**Supplied passage:**
§ §
Dane Spencer

Personal information
- Born: December 24, 1977 (age 48) Boise, Idaho, U.S.
- Height: 5 ft 9 in (1.75 m)

Skiing career
- Sport: Alpine skiing
- Club: Bogus Basin Ski Education Foundation
- Retired: April 2010 (age 32)
- Disciplines: Giant slalom, super-G
- World Cup debut: November 25, 1996 (age 18)

Olympics
- Teams: 1 – (2002)
- Medals: 0

World Championships
- Teams: 4 – (1997, '99, 2003, '05)
- Medals: 0

World Cup
- Seasons: 8 – (2000-06, '08)
- Podiums: 0
- Overall titles: 0
- Discipline titles: 0 – (20th in GS, 2005)

= Dane Spencer =

American alpine skier

Dane Spencer (born December 24, 1977) is a former World Cup alpine ski racer and current assistant coach with the U.S. Ski Team. At the World Cup level, he specialized in the giant slalom.

==Career==
Born in Boise, Idaho, Spencer grew up skiing and racing at Bogus Basin. He made the U.S. Ski Team at age 16, and debuted in World Cup competition at age 18 in a giant slalom in Park City. He attended the University of Colorado in Boulder and was a member of the 2002 U.S. Olympic team and finished 16th in the giant slalom, held in Park City. His best finish in international competition was 7th in the GS at the 2005 World Championships in Bormio, Italy.

===Injury in 2006===
Battling injuries during the 2006 season, he narrowly missed the Olympic team in 2006, and was back in North America in February to tune up for the remainder of the World Cup season in Europe with several events on the Nor-Am Cup circuit. After a pair of super-G races at Apex in British Columbia, he raced in two downhill events at The Big Mountain (now Whitefish Mountain Resort) near Whitefish, Montana. During the second race on February 14, 2006, Spencer crashed after the "Launch Pad" jump and incurred serious injuries. He fractured his neck and pelvis, had massive internal bleeding, and spent nearly a week in an induced coma; he recovered but spent most of 2006 recuperating. The same Ursa Major race course had ended the comeback attempt of Bill Johnson five years earlier, after a violent crash at the "Corkscrew" section left the 1984 Olympic champion significantly impaired by a head injury in 2001. Despite the severe injuries and near paralysis, Spencer progressed well during the summer of 2006 and was placed on the "A" team for the 2007 World Cup season, but did not race again until the following season.
§ §
**Requirements:**
1. According to the Dane Spencer article, why was Spencer back in North America in February 2006? Answer in one to three sentences.
2. Please resume the Dane Spencer article after its last sentence.
The records after this point are separate material from the Dane Spencer article.
§ §
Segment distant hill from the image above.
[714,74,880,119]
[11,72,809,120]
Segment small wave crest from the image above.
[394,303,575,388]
§ §
**Set of answers:**
1. He was back in North America to tune up for the rest of the World Cup season in Europe by racing several events on the Nor-Am Cup circuit.

2.
===After racing===
Following the injury, Spencer did not regain his previous form and struggled for results. He started only a handful of World Cup events and retired from racing following the 2010 season at age 32. Spencer became a coach with the U.S. Ski Team that summer and assisted with the Europa Cup and World Cup teams during the 2011 season. He was named an assistant coach for the U.S. men's World Cup team for the 2012 season, under men's head coach Forest Carey.

==Top finishes==
- World Championships – 7th place – giant slalom – 2005
- World Cup – 10th place – giant slalom – 05-Jan-2002
- Olympics – 16th place – giant slalom – 2002
- U.S. National Championships – 2nd place – giant slalom – 1998, 2005

==World Cup top twenty finishes==

| Season | Date | Location | Discipline | Place |
| 2002 | 5 Jan 2002 | Adelboden, Switzerland | Giant slalom | 10th |
| 2004 | 22 Nov 2003 | Park City, USA | Giant slalom | 13th |
| 21 Dec 2003 | Alta Badia, Italy | Giant slalom | 11th |
| 3 Jan 2004 | Flachau, Austria | Giant slalom | 18th |
| 7 Feb 2004 | Adelboden, Switzerland | Giant slalom | 13th |
| 2005 | 4 Dec 2004 | Beaver Creek, USA | Giant slalom | 11th |
| 21 Dec 2004 | Flachau, Austria | Giant slalom | 12th |
| 11 Jan 2005 | Adelboden, Switzerland | Giant slalom | 17th |
| 2006 | 3 Dec 2005 | Beaver Creek, USA | Giant slalom | 12th |

===2007 U.S. Ski Team – Men's "A" Team===

- Ted Ligety – (22; Park City, Utah)
- Bode Miller – (28; Bretton Woods, New Hampshire)
- Bryon Friedman – (26; Park City, Utah)
- Scott Macartney – (28; Redmond, Washington)
- Steve Nyman – (24; Orem, Utah)
- Erik Schlopy – (34; Park City, Utah)
- Dane Spencer – (28; Boise, Idaho)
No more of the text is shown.